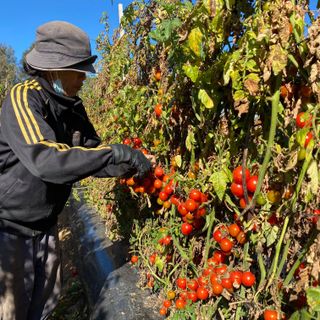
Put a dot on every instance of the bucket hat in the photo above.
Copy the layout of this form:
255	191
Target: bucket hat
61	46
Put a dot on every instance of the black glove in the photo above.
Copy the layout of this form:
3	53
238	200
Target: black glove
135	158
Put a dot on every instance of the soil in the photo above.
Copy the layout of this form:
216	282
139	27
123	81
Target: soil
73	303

————

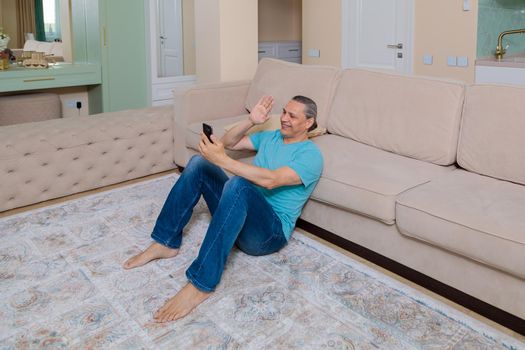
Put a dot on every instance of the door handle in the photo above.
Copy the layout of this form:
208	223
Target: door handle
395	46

————

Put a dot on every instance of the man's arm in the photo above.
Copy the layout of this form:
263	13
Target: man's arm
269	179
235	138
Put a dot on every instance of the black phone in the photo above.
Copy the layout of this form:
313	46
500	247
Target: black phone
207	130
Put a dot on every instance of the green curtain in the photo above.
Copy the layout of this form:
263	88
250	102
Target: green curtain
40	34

————

— Task brief —
From the material, report only how many lines include the word "above".

— Result —
7